- _Records for this exercise_

○ ○ ○ ○

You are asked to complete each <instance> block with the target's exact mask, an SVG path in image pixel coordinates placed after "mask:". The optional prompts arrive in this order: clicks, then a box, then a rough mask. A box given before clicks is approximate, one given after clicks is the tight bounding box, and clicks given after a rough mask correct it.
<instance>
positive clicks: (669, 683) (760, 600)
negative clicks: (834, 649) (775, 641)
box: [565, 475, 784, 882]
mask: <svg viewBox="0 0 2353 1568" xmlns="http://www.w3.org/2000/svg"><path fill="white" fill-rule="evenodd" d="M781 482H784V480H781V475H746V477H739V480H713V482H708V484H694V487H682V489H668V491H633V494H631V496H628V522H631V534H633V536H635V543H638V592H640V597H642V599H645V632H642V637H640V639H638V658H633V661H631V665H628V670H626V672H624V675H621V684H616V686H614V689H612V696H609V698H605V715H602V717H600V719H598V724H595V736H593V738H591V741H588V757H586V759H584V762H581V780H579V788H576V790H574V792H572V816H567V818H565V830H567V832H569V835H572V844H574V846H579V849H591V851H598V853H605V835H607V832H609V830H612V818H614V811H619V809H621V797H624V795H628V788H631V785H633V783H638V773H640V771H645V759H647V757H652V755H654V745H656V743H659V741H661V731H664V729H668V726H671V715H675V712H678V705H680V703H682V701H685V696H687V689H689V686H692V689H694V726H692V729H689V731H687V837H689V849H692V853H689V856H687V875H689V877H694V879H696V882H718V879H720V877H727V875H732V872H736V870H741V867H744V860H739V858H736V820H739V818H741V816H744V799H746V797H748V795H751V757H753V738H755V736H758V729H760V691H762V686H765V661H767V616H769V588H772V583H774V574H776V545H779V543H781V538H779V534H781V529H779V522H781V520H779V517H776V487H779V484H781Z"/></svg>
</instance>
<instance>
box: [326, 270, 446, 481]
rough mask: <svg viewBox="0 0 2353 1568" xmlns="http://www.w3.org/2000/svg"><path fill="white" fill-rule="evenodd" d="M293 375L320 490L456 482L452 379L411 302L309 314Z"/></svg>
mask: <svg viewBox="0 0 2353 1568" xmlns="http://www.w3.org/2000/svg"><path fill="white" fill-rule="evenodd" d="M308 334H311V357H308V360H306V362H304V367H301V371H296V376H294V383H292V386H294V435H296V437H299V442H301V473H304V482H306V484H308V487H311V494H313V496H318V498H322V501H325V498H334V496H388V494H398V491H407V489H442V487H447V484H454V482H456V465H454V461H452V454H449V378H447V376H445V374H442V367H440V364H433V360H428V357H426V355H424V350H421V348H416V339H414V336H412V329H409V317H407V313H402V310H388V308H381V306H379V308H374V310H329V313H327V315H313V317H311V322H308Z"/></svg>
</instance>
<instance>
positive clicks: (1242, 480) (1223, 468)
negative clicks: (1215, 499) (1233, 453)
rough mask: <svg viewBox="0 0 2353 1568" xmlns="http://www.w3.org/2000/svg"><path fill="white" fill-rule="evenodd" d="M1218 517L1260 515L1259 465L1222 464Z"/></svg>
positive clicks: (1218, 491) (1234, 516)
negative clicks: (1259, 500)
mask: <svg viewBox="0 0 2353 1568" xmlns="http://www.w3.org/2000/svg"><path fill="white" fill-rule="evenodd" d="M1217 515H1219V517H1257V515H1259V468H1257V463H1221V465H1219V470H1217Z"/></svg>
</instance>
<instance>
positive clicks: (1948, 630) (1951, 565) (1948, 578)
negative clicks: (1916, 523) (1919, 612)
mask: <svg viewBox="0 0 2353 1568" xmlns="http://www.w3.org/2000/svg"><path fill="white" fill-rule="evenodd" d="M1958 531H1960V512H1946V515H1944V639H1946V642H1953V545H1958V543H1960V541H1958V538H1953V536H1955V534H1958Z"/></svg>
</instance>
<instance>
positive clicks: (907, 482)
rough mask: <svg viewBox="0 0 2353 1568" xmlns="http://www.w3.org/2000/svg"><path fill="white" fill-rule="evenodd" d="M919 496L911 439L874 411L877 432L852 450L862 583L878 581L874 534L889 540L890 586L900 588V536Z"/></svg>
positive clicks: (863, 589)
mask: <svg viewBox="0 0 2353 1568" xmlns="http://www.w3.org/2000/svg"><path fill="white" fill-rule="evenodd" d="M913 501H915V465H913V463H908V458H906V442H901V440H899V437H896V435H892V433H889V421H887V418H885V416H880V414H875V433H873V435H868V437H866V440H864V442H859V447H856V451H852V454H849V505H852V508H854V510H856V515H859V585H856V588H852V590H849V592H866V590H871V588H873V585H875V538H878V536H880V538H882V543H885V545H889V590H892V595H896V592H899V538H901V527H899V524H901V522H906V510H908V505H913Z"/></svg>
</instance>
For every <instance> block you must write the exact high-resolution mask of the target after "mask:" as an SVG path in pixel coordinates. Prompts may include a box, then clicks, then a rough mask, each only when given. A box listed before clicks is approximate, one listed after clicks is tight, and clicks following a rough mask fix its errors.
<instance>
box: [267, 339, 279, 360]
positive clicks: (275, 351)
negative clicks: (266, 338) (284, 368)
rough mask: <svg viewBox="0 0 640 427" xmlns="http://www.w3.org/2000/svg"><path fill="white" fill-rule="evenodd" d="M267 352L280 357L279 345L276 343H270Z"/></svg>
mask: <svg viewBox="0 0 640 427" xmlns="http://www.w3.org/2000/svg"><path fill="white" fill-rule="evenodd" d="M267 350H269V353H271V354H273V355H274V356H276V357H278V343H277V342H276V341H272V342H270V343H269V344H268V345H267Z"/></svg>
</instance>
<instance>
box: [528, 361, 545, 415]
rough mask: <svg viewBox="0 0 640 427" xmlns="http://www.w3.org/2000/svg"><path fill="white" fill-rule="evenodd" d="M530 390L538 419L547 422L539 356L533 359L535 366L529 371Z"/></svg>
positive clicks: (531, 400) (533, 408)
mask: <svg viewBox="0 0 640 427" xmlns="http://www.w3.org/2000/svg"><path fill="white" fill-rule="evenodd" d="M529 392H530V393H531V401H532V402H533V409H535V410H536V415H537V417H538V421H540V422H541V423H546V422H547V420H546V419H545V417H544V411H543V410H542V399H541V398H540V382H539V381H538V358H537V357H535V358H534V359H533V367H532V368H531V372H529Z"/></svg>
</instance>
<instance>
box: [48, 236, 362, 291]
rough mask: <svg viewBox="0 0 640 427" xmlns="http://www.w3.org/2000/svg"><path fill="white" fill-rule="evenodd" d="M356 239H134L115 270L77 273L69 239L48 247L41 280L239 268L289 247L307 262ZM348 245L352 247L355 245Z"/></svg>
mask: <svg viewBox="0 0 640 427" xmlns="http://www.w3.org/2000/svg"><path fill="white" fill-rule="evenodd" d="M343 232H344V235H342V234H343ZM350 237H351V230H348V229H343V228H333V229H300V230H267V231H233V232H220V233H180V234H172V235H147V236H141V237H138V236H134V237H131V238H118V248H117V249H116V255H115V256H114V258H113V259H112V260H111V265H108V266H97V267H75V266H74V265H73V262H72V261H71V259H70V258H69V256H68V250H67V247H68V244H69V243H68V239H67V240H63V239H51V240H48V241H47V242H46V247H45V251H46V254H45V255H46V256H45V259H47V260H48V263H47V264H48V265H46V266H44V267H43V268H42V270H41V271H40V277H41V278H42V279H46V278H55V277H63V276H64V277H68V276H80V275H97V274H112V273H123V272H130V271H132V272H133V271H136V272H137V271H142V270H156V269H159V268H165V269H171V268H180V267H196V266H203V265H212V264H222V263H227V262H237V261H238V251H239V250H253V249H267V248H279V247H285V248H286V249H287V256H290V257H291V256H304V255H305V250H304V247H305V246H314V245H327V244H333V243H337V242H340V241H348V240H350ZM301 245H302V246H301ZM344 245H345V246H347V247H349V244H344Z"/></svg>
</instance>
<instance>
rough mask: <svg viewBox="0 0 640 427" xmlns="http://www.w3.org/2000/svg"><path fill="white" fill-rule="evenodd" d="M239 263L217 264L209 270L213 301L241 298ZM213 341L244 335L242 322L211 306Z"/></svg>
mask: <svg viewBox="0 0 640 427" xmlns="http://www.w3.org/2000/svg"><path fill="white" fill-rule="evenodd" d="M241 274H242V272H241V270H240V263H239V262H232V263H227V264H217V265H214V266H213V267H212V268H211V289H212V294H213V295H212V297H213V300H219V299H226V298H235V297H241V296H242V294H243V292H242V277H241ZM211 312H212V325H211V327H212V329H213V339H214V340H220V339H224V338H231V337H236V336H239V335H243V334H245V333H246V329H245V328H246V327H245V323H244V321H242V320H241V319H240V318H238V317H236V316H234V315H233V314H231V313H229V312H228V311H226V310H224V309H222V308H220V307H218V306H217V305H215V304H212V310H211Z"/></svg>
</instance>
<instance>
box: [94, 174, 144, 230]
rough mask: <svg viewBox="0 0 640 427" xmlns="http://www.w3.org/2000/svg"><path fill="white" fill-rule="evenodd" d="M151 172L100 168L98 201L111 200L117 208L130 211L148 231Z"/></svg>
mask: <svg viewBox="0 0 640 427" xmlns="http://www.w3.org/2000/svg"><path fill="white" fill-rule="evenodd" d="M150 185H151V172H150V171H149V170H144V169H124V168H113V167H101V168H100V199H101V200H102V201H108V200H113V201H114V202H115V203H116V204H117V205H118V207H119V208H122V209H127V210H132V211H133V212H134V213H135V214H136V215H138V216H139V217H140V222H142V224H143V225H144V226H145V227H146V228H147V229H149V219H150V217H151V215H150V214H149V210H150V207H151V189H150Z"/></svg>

○ ○ ○ ○

Please return every line from the first one in the records above down to the line containing "negative clicks: (834, 649) (775, 641)", including both, exactly as written and nothing more.

- _Finished task_
You are asked to complete each <instance> block with the target's exact mask, an SVG path in image pixel coordinates placed after "mask:". The optional prompts arrive in this order: clicks, then a box, then a rough mask. A box given before clicks is approximate, one given after clicks is the tight bounding box, and clicks given after a rough mask correct it.
<instance>
positive clicks: (669, 683) (760, 600)
negative clicks: (834, 649) (775, 641)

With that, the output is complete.